PROBLEM REQUIREMENTS:
From the listing below, extract the stretch that opens with the line containing "like [[327, 291]]." and closes with the line containing "[[443, 367], [53, 364], [584, 383], [578, 355]]". Reproduce those lines verbatim, both end lines included.

--

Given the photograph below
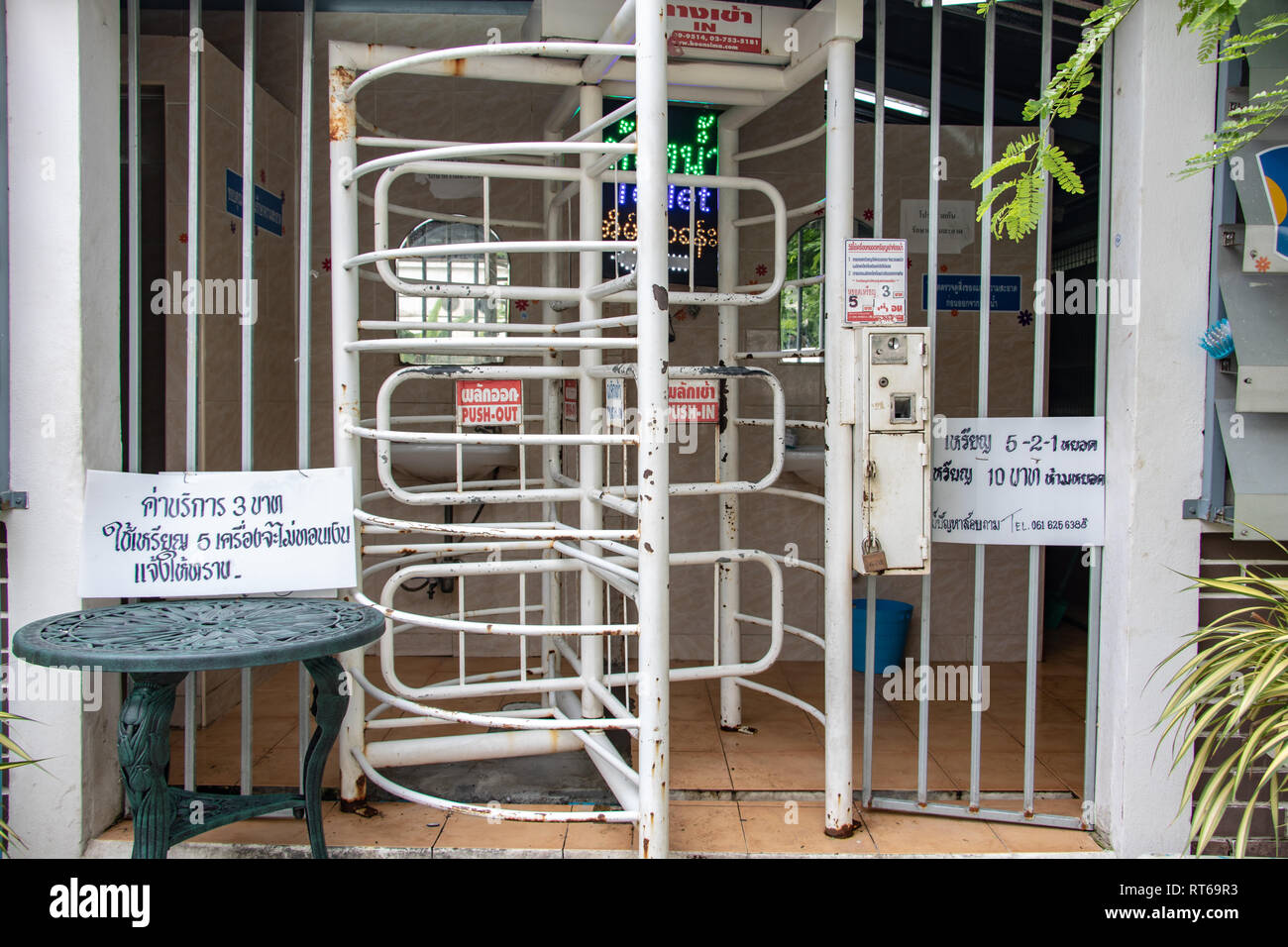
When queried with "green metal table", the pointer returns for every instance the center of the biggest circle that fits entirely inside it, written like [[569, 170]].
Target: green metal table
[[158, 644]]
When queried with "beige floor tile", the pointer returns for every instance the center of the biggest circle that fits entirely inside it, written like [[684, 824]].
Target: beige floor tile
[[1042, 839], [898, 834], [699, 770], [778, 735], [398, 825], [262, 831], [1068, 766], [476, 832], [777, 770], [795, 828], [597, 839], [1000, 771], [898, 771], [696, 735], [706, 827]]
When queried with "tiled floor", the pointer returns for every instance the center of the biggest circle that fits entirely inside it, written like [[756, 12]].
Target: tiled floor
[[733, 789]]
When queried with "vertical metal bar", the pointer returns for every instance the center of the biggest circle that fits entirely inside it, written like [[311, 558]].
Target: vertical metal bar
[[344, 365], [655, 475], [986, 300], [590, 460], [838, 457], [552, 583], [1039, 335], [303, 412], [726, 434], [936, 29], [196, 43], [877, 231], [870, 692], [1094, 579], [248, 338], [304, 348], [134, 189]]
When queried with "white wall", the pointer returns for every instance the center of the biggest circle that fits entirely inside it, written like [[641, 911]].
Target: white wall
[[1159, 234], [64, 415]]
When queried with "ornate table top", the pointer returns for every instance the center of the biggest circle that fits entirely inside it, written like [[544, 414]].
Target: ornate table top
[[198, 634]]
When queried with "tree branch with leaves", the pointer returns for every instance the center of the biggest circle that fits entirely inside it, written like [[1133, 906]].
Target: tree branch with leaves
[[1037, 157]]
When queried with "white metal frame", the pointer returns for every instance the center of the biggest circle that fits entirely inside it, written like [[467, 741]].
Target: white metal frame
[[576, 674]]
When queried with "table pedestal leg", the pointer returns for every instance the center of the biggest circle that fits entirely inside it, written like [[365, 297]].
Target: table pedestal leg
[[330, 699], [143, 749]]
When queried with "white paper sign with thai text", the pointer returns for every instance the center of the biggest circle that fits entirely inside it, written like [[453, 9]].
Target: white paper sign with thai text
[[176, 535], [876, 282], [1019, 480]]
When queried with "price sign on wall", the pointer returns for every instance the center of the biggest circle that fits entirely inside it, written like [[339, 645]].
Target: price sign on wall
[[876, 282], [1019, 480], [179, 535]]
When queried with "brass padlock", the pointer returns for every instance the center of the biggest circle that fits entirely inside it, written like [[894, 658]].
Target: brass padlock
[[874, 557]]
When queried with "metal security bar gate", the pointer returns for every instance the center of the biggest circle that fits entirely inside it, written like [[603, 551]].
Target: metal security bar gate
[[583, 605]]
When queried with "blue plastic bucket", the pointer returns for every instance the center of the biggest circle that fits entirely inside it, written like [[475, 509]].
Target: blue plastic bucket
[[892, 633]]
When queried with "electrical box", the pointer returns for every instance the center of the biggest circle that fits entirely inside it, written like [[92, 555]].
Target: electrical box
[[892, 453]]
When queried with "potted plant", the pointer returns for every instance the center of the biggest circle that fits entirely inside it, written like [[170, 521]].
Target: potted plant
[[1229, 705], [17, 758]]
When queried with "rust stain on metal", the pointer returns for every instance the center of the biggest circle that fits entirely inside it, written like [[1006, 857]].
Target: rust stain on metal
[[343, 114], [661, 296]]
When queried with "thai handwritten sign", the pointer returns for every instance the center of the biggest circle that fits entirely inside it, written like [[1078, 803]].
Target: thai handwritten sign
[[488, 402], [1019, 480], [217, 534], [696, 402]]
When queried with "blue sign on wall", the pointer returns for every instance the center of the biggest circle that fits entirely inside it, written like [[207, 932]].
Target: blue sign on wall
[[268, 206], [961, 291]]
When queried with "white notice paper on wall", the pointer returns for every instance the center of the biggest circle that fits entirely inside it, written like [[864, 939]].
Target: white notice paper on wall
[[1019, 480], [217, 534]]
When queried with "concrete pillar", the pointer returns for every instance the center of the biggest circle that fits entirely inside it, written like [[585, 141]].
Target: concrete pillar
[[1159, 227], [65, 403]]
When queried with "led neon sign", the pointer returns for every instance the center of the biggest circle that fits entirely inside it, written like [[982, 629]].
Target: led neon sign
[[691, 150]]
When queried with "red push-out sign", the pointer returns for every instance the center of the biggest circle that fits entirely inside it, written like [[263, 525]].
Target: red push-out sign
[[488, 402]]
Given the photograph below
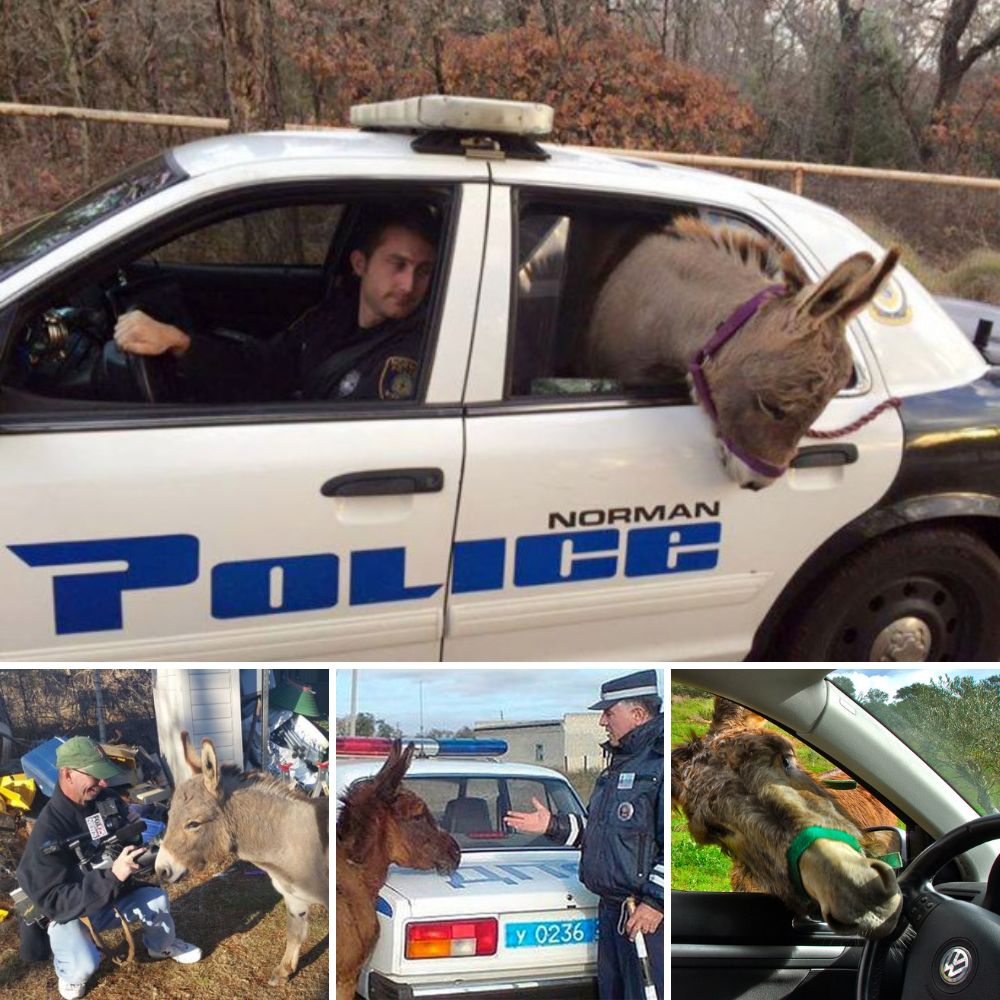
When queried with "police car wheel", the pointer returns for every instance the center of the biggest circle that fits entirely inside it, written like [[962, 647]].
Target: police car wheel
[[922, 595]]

--

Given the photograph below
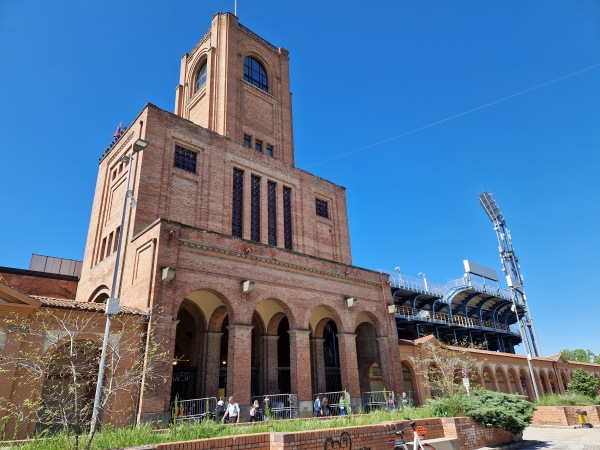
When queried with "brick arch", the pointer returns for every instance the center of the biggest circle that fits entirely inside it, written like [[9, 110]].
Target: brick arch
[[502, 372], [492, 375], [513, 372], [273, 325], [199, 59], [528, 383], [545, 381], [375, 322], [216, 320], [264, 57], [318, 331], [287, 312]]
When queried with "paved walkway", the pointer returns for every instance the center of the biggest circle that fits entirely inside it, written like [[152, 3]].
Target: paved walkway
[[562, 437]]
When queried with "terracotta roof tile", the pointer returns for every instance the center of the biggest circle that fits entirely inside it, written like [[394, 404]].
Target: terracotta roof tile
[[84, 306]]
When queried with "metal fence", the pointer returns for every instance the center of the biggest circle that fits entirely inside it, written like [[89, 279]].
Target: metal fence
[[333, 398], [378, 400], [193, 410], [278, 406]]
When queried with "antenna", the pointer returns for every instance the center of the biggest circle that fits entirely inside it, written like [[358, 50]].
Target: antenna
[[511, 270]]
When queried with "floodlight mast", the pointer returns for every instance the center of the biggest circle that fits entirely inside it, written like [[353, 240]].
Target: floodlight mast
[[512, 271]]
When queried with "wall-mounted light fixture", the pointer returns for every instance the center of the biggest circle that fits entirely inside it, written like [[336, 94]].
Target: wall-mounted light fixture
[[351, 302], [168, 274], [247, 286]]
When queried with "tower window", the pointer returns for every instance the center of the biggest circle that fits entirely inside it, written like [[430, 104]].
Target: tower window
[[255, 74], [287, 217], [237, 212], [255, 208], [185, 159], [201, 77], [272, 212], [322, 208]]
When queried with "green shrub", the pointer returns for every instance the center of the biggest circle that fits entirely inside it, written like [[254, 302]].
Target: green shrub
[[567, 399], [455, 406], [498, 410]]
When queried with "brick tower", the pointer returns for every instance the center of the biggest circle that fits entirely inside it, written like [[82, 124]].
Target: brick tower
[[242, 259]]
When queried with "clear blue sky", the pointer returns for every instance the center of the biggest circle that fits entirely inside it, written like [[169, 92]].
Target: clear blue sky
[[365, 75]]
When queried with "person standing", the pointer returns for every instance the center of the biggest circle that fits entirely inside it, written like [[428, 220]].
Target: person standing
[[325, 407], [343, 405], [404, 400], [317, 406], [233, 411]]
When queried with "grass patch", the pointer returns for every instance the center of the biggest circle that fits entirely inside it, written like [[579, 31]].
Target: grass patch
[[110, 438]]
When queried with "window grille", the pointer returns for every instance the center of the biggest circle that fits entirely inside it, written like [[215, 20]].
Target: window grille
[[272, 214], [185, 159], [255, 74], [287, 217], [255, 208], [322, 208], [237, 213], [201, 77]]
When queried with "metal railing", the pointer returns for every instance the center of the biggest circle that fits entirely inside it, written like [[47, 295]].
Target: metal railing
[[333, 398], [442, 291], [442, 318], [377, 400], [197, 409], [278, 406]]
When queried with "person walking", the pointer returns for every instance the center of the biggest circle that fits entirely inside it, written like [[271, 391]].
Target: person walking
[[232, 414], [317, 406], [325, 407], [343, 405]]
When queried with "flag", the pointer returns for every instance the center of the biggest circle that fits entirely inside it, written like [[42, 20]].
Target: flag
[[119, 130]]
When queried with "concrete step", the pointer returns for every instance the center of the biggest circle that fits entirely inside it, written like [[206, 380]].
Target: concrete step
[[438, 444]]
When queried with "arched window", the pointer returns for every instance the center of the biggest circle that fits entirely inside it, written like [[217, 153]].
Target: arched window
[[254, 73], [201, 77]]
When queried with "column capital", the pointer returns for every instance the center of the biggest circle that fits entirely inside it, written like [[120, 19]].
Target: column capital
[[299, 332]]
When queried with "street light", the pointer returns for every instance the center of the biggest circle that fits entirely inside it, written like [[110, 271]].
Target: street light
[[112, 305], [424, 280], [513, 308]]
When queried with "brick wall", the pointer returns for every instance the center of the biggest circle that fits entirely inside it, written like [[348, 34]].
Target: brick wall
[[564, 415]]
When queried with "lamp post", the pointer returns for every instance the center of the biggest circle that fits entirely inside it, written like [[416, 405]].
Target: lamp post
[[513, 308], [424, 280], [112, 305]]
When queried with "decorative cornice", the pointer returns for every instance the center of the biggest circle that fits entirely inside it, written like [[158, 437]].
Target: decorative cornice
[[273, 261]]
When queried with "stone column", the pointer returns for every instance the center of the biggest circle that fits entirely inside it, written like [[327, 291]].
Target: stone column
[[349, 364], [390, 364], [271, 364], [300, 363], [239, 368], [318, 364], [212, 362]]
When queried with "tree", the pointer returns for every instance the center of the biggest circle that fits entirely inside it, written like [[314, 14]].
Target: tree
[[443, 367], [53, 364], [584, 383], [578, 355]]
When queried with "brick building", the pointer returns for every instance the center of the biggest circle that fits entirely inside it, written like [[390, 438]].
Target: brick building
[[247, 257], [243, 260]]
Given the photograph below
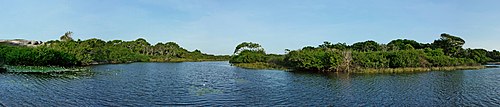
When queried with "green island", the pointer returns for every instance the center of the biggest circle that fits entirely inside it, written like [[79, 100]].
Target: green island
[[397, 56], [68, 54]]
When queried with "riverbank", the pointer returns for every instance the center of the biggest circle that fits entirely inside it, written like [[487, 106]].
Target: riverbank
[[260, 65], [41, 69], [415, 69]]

--

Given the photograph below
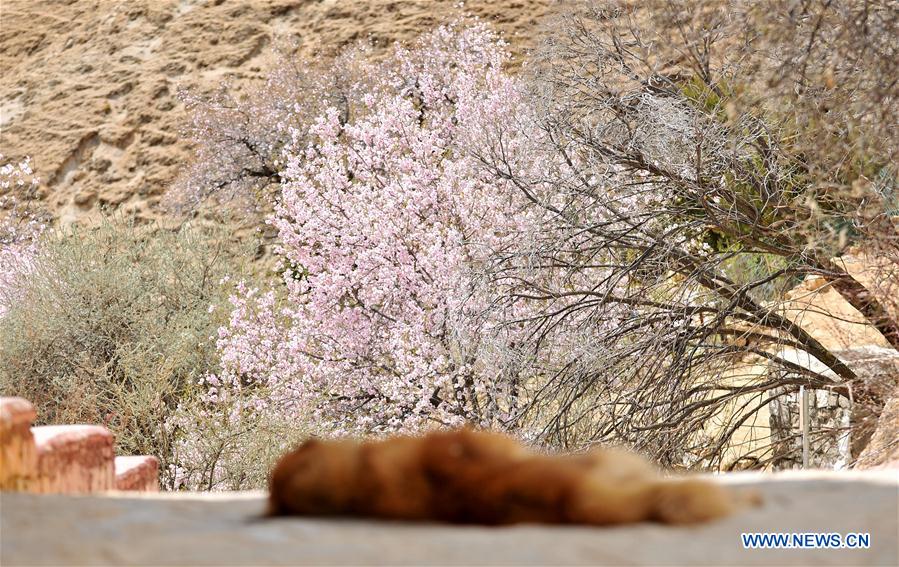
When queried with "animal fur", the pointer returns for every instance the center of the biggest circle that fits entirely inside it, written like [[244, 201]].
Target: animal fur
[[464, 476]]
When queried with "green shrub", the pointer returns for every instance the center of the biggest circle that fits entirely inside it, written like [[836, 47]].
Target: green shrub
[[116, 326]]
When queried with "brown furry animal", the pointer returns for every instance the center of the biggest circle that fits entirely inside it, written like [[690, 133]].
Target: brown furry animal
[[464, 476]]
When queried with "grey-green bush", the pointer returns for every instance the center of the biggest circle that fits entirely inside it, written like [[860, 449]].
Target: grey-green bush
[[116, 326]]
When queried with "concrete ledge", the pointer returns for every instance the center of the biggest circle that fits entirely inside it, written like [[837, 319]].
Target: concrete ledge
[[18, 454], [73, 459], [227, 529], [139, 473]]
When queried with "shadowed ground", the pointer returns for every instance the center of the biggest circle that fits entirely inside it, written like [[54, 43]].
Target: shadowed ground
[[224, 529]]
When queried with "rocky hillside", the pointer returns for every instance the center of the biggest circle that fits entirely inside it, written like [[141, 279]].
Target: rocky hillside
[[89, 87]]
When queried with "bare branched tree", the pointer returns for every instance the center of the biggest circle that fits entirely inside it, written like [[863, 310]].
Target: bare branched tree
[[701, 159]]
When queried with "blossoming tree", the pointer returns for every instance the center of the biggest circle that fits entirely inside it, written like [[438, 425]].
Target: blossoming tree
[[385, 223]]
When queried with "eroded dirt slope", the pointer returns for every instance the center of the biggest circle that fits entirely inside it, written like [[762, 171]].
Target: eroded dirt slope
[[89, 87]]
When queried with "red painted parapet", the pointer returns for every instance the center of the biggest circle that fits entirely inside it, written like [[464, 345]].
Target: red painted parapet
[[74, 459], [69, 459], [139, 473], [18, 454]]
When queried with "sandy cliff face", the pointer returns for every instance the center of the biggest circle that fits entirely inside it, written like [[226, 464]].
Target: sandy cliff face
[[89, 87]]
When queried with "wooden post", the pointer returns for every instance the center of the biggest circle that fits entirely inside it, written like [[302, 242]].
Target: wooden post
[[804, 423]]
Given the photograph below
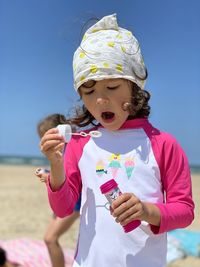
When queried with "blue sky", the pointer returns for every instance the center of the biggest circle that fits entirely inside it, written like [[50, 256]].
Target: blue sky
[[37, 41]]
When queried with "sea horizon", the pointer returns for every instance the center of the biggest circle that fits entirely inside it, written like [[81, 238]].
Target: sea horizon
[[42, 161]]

--

ANSWER IN FULL:
When queried with "stone column", the pointer returns for every instance the center of the biggest circle that fits entirely inside it, written like [[327, 291]].
Target: stone column
[[349, 364], [390, 364], [271, 364], [300, 363], [239, 368], [318, 364], [212, 362]]
When queried with "tree", the pointer returns for every instance the center of the biggest circle that fits entirely inside it, written like [[314, 14]].
Target: tree
[[443, 367], [53, 364], [584, 383], [578, 355]]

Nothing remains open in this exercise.